═══ Excerpt
Dear Mr Osborne

It’s a big day for you and no mistake.  The speech will have been written and rehearsed, a few last minute changes notwithstanding.  Just please don’t do the sneery thing.  It makes you look like a cosseted, public schoolboy…  try an empathetic frown instead.

Like many I didn’t sleep well last night, wondering what the Comprehensive Spending Review will bring.  You see, I live in an area where all around me, people are bracing themselves for the worst and I worry what today holds in store for them. 

For the feckless lone parent I saw yesterday in the local Co-op.  Not a day over 20, the anguish writ large on her face, as she put a tenner on her power account.  Then eked out the exact change for a bunch of bananas for her 3 year old.  Not so feckless huh?

Or my 85 year old neighbour across the road.  On his own with family far away.  I keep an eye on him, take him soup now and again but he doesn’t like a fuss and rarely complains.  He’s as deaf as a post and should be getting homecare…. And I’m just not sure he’d cope without his meals on wheels.

How about the family next to him?  He’s been on short term working for well over a year now and it’s aged him 10 years.  He used to have a company car – quite a coup, having worked for the same firm most of his life and worked his way up to a management position.  It’s a works van now and he’s back to being on call to help make ends meet.

Or the young couple next door.  I’ve heard a lot of shouting in the last wee while, not something I thought I’d ever hear from them.  And they are both out working shifts a lot more than they used to. 

I think too about some of my friends.  They’ve always just about scraped by and haven’t a clue what’s about to hit them.  All of them families in the “squeezed middle” – that’s the real middle, George, families on combined incomes of about £35,000, not the imagined one of politicians in the Westminster village.  God knows how they will cope, especially the ones in public sector jobs vulnerable to the cuts whose time appears to have come.
══════
▶ _Request_:
According to the letter to Mr Osborne, what combined income does the writer give for families in the real "squeezed middle"?
═══ Data
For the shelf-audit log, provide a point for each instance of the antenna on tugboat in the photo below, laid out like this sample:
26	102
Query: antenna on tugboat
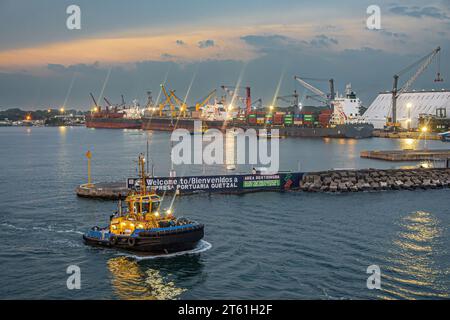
══════
▶ _Response to the exercise_:
About £35,000.